_Task statement:_
Arrange the part of the material that opens with the line containing "Would you be able to mark the bare" and runs through the end of the material as a Markdown table with the columns Row and Line. Number each line and leave out blank lines.

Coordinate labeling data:
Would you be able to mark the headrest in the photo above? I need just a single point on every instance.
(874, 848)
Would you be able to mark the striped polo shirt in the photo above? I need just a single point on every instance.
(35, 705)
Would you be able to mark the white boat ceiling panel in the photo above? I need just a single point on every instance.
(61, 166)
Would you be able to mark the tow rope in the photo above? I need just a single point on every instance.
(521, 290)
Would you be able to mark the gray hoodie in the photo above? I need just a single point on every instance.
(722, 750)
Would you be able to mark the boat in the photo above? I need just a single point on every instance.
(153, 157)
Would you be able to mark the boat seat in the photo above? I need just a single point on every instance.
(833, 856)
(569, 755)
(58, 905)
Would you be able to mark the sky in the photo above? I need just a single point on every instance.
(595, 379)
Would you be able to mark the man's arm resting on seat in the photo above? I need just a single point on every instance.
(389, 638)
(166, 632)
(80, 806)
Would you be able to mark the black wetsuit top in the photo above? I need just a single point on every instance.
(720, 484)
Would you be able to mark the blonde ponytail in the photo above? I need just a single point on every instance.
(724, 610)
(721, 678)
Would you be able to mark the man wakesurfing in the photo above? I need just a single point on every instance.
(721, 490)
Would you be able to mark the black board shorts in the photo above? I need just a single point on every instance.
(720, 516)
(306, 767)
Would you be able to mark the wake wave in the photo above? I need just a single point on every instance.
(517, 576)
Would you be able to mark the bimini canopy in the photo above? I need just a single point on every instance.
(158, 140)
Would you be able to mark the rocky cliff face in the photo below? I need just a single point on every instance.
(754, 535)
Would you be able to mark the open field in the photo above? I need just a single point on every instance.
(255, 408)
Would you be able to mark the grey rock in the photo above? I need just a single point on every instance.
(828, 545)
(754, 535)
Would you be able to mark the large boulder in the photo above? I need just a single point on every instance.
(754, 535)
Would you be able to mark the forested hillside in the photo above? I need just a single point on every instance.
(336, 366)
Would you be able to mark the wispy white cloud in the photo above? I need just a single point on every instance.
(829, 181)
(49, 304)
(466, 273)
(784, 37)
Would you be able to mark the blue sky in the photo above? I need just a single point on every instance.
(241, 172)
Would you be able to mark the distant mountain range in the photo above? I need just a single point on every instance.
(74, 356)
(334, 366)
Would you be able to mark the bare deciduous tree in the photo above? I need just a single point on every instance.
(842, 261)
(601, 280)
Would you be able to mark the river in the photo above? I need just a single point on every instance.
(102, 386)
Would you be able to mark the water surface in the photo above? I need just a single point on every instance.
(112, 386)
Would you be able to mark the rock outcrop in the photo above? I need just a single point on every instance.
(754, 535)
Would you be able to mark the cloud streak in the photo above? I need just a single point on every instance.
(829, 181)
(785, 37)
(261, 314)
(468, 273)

_Answer for this exercise:_
| Row | Line |
|---|---|
| 1 | Would you be able to mark the bare deciduous tree in the photo above? I need just a single point on every instance. |
| 2 | (842, 261) |
| 3 | (601, 280) |
| 4 | Would you be able to mark the river in the photo above? I need just a single point on every instance. |
| 5 | (102, 386) |
| 6 | Would you be able to mark the water surface in the photo above? I need just a single point on every instance. |
| 7 | (112, 386) |
| 8 | Would you be able to mark the rock outcrop in the photo above? I need just a single point on every instance. |
| 9 | (754, 535) |
| 10 | Would you be able to mark the cloud streak in the photo above? I need just a single point on every instance. |
| 11 | (829, 181) |
| 12 | (785, 37) |
| 13 | (261, 314) |
| 14 | (468, 273) |